PASSAGE TO READ:
Custom, Excise & Service Tax Tribunal
Cc, Jodhpur vs Art Asia on 22 October, 2014
IN THE CUSTOMS, EXCISE AND SERVICE TAX APPELLATE TRIBUNAL, NEW DELHI PRINCIPAL BENCH, COURT NO. III Excise Appeal No. 622-623 of 2006-CU[DB] [Arising out of Order-In-Appeal No. 25 & 26 (GRM)CUS/JPR-I/2006 dated 31.08.2006 passed by Commissioner of Central Excise, Jaipur ] For approval and signature: Honble Ms. Archana Wadhwa, Member (Judicial) Honble Mr Rakesh Kumar, Member (Technical) 1 Whether Press Reporters may be allowed to see the Order for publication as per Rule 27 of the CESTAT (Procedure) Rules, 1982? No 2 Whether it should be released under Rule 27 of the CESTAT (Procedure) Rules, 1982 for publication in any authoritative report or not? No 3 Whether Their Lordships wish to see the fair copy of the Order? Seen 4 Whether Order is to be circulated to the Departmental authorities? Yes CC, Jodhpur Appellants Vs. Art Asia Respondent
Sankalp International Appearance:
Shri Amresh Jain, AR for the Appellants
Shri O.P.Agarwal, CA for the Respondent
Date of Hearing/ Decision : 22.10.2014
ORDER NO. FO/ 54314-54315/2014
Per Archana Wadhwa:
A very short issue is involved in the present two appeals of the Revenue, which stands filed against the impugned orders of Commissioner (Appeals). Both appeals are being disposed of by a common order.
2. After hearing both the sides, we find that the respondent is engaged in the manufacture and export of handicraft furniture. For the said purpose they imported Polishing Material viz Stain Lacquer, Patina and Natural Wax, on payment of Concessional rate of duty as also at NIL rate of duty under Notification No. 21/2002-Cus dated 1.3.2002. The said Notification allows importation of various inputs to be used in the manufacture of Handicraft to be exported.
3. Admittedly, the appellant have utilized the said material in the manufacture of the furniture, which stands exported by them. The only dispute in the present appeals is as to whether the said furniture exported by the appellant would be considered as handicraft or not. As per the appellant the same was handicraft furniture whereas as per the revenue, the furniture was is simple furniture. Accordingly, Revenues entertained a view that the benefit of the concessional rate of duty was not available to the respondents for importation of the raw-material, which were to be used only in the manufacture of handicrafts.
4. Accordingly, proceeding initiated against them resulted in passing of the impugned order by the original adjudicating authority, confirming the demand alongwith interest and imposition of penalties. The said order of the original adjudicating authority was said aside by Commissioner (Appeals).
Hence, the present appeals by the Revenue.

MATERIAL PROVIDED:
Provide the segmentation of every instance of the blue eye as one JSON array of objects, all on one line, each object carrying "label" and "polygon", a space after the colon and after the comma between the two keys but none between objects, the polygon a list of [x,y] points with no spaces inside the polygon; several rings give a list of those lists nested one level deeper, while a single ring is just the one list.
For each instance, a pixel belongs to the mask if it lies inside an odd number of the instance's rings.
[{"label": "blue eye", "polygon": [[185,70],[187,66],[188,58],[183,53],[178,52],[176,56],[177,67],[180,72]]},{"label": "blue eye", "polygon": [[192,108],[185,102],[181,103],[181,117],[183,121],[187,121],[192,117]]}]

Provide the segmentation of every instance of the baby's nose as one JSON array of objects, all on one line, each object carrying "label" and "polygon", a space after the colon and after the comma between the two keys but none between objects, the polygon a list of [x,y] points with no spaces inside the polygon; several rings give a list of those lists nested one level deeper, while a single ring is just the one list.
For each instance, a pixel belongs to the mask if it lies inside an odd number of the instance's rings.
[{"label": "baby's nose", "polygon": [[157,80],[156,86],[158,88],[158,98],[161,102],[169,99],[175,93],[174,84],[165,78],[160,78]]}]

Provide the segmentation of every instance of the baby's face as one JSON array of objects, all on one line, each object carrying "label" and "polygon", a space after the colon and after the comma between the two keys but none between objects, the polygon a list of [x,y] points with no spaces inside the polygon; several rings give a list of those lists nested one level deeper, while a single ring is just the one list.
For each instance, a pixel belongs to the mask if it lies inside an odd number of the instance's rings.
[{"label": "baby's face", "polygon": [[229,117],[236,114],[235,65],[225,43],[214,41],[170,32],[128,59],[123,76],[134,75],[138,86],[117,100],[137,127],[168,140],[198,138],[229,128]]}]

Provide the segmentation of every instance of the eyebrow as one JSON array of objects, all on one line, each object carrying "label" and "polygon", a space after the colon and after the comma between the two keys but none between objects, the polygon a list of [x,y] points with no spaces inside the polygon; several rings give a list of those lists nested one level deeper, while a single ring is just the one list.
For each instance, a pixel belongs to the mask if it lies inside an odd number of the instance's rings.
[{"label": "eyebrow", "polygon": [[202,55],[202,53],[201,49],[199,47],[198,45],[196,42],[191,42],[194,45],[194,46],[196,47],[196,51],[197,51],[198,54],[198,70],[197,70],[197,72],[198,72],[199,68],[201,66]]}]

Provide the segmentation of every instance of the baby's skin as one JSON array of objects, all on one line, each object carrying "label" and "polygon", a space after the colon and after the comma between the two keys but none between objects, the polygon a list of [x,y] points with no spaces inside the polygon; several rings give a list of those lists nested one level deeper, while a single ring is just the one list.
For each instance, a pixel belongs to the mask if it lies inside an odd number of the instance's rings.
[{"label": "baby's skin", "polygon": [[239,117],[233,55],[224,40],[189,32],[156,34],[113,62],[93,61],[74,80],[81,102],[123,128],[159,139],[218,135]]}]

EXERCISE: Carry on the tribunal order in the Revenue's appeals against Art Asia, writing onward from its last sentence.

RESPONSE:
5. After appreciating the arguments advanced by both the sides and after going through the impugned order of Commissioner (Appeals), we find that the appellant authority has mainly relied upon condition No. 12(a) of the Notification, which stands fulfilled by the Respondent. We reproduce the said condition:-
If, (a) the goods are imported,
(i) by a manufacturer of handicrafts;
(ii) by a merchant exporter tied up with supporting manufacturer of handicrafts; or
(iii) On behalf of the manufacturer or merchant exporter by the Export Promotion Council for Handicrafts, for use in the manufacture of handicrafts for export by the said manufacturers or as the case may be, the merchant exporter and the said manufacturers or as the case may be, merchant exporter is registered with the Export Promotion Council for Handicraft;
(b) the value of the goods imported does not exceed 5 per cent of the FOB value of handicrafts exported during the preceding financial year; and
(c) the importer produces a certificate from the Export Promotion Council for Handicrafts certifying the value of exports made during the financial year mentioned in clause (b) above and also the description, value and quantity of the item(s) already imported under this notification during the current financial year.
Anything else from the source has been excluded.